> _DATA PROVIDED_

[start]

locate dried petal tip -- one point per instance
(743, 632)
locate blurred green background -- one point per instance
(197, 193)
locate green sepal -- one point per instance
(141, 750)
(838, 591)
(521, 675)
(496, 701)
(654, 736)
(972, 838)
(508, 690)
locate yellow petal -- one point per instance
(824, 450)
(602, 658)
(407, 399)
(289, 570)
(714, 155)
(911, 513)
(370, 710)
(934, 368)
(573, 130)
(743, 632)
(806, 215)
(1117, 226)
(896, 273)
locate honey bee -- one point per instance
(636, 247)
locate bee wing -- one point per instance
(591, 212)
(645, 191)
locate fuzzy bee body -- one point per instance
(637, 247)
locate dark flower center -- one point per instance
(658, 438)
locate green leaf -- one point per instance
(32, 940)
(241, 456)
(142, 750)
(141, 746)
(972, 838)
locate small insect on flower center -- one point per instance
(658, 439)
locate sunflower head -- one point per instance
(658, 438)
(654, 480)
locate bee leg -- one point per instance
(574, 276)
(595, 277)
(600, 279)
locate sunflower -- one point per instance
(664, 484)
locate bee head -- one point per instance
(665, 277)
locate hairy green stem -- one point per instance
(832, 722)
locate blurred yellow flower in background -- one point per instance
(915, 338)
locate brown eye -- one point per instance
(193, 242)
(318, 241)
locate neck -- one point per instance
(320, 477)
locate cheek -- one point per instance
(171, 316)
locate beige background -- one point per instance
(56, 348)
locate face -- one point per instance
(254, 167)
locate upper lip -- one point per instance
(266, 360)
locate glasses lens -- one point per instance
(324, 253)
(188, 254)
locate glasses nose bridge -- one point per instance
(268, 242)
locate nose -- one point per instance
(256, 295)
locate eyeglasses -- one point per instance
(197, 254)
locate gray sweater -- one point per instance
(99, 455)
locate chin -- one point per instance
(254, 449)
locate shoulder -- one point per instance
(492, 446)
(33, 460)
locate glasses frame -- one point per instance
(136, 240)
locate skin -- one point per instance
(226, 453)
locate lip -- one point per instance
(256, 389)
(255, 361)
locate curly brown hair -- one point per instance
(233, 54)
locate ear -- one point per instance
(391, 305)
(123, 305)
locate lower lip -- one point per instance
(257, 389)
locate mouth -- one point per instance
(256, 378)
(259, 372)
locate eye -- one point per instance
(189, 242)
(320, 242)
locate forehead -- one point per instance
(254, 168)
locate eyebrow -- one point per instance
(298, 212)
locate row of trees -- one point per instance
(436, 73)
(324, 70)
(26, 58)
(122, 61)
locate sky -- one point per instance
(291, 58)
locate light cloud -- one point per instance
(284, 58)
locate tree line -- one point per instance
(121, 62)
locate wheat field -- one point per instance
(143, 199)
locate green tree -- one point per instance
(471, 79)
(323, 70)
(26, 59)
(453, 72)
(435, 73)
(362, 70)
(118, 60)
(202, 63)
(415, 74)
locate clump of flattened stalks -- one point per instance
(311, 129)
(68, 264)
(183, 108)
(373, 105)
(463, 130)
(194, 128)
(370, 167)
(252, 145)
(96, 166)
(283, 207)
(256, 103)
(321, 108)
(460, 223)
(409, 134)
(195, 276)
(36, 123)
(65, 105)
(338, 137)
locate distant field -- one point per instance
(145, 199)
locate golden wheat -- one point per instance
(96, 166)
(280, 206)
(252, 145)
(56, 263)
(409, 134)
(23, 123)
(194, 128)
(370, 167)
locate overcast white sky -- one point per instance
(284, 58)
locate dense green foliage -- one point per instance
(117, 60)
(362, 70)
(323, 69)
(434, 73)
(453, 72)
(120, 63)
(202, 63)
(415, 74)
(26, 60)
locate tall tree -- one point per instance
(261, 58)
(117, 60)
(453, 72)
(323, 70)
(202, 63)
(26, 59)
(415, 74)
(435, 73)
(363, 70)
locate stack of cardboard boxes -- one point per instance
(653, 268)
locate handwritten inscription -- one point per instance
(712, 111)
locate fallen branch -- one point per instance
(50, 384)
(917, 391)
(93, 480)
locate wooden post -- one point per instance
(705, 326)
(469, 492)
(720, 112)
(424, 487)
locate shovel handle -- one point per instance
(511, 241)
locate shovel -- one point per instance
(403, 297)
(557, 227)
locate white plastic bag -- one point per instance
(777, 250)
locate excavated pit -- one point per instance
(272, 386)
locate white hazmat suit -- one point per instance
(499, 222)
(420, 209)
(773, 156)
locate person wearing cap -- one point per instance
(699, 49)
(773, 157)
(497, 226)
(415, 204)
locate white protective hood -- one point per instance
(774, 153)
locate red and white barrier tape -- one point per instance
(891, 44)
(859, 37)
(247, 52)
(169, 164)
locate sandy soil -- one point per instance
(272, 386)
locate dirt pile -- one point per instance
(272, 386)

[end]

> _TO BE DONE_
Please reproduce verbatim the part of the listing above that opens with the line containing "locate red and" and runs through the end of the listing, both ends included.

> _FULL ANSWER_
locate red and white barrier tape -- one point per instance
(891, 44)
(859, 37)
(247, 52)
(169, 164)
locate sandy soil -- one point per instance
(272, 386)
locate dirt pile -- one point per instance
(272, 386)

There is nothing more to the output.